_Exercise goal_: Return the listing below verbatim. Pictures do not belong in the copy.

_Supplied data_:
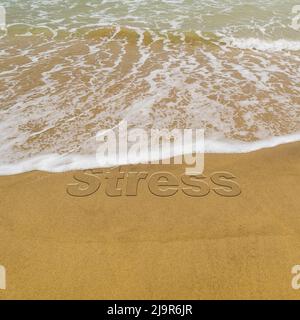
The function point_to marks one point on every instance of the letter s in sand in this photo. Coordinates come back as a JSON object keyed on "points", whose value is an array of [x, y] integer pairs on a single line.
{"points": [[88, 184]]}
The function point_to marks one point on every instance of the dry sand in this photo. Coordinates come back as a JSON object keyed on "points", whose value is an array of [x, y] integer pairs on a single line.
{"points": [[146, 247]]}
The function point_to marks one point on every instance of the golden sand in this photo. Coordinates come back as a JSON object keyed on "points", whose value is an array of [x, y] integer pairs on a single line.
{"points": [[57, 246]]}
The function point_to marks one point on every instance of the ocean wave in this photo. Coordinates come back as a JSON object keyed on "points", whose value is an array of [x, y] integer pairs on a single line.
{"points": [[263, 45], [70, 162]]}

_Task output_:
The function point_to marks one point on every instance of the letter s in sand in this photo. Coordinates come back as a JSON object keyed on "points", whose value is an array of [x, y] integer pairs on a single line.
{"points": [[88, 184]]}
The function point_to marks one point on every instance of the dry sand in this photo. Coordinates come back as a JSON object keyed on "points", whose value is an array of [x, y] integer pairs on a single line.
{"points": [[146, 247]]}
The function point_to marks one point on every instance of the golden sand in this photo. Coordinates come back as a JSON object keyed on "points", whose value is an array of [x, y] integer pairs on a single line.
{"points": [[57, 246]]}
The function point_to marks one point on every instance of the ocean wave in this photo. Coordinates come back as a JSON object keyed on "points", whose value is an array of [x, y] integer pairs on a single line.
{"points": [[263, 45], [70, 162]]}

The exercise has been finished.